◆ **Exercise**
Tally the lines in the records below that include the string "head", and reply with that number alone.

◆ **Available records**
:::::

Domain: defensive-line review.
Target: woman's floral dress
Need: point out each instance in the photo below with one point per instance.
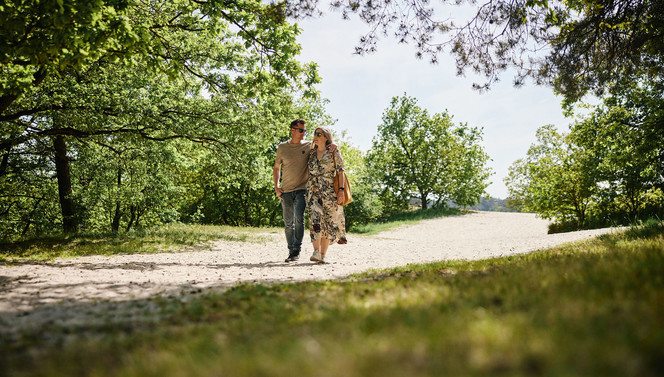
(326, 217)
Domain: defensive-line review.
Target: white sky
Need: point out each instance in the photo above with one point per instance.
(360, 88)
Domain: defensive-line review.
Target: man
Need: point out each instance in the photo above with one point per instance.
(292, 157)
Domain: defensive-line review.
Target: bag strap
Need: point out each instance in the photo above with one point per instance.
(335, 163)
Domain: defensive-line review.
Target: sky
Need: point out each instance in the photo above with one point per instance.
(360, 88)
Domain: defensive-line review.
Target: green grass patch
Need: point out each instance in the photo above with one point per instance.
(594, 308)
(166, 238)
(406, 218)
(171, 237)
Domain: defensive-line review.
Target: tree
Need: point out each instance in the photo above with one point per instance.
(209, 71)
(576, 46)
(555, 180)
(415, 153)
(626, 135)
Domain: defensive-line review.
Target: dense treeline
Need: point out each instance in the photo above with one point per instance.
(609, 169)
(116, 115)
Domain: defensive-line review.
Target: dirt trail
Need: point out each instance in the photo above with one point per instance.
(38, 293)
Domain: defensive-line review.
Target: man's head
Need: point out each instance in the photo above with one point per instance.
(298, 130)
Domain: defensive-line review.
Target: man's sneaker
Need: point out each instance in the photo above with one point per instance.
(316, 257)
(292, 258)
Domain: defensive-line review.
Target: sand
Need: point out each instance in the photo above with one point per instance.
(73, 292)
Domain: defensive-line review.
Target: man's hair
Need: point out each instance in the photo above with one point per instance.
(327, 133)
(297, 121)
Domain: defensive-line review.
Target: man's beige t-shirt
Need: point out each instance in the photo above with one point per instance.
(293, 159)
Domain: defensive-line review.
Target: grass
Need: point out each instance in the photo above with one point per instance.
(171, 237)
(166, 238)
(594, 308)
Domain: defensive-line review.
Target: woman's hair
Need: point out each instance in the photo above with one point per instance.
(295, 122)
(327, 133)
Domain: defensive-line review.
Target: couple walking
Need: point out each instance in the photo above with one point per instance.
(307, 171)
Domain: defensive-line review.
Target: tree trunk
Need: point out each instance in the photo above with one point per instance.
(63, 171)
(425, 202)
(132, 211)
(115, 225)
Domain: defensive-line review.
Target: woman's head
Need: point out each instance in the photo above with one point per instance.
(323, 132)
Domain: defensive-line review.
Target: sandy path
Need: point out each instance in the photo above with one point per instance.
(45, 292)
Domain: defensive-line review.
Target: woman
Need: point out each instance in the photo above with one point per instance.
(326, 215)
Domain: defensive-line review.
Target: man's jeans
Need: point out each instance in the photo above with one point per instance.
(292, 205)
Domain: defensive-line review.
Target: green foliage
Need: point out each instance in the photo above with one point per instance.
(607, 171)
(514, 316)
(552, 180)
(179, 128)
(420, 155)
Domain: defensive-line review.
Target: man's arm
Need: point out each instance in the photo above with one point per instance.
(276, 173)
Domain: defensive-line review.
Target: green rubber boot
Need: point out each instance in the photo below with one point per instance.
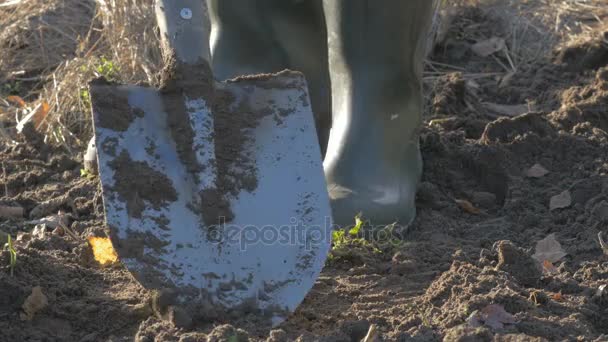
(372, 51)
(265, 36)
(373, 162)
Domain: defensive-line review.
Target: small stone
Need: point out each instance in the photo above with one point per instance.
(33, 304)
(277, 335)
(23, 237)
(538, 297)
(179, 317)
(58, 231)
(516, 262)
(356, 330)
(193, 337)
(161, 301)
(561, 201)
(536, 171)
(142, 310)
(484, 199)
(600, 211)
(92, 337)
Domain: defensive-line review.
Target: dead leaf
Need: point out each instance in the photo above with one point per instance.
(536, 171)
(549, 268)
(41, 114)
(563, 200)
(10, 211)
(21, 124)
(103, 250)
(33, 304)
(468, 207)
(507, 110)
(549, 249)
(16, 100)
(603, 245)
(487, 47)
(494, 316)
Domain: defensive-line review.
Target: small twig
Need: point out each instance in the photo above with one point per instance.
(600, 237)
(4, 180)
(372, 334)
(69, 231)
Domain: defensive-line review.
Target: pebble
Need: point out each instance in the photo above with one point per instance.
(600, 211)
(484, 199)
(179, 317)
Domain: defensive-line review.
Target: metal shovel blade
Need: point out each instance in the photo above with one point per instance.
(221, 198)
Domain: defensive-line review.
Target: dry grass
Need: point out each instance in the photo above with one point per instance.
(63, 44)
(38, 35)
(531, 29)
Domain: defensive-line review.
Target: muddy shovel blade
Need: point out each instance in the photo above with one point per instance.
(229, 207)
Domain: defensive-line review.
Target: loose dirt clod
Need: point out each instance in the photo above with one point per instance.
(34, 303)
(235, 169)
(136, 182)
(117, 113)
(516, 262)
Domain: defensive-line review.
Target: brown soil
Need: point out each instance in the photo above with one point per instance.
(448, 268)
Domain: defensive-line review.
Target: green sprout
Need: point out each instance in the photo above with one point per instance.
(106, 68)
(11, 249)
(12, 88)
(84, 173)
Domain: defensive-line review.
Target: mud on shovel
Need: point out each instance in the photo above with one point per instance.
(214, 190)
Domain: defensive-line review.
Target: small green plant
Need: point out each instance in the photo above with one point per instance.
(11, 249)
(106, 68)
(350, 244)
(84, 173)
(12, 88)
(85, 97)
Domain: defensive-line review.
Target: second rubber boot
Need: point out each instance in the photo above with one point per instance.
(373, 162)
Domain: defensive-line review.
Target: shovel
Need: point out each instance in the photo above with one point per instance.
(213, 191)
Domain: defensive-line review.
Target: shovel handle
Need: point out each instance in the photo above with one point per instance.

:::::

◆ **Complete answer**
2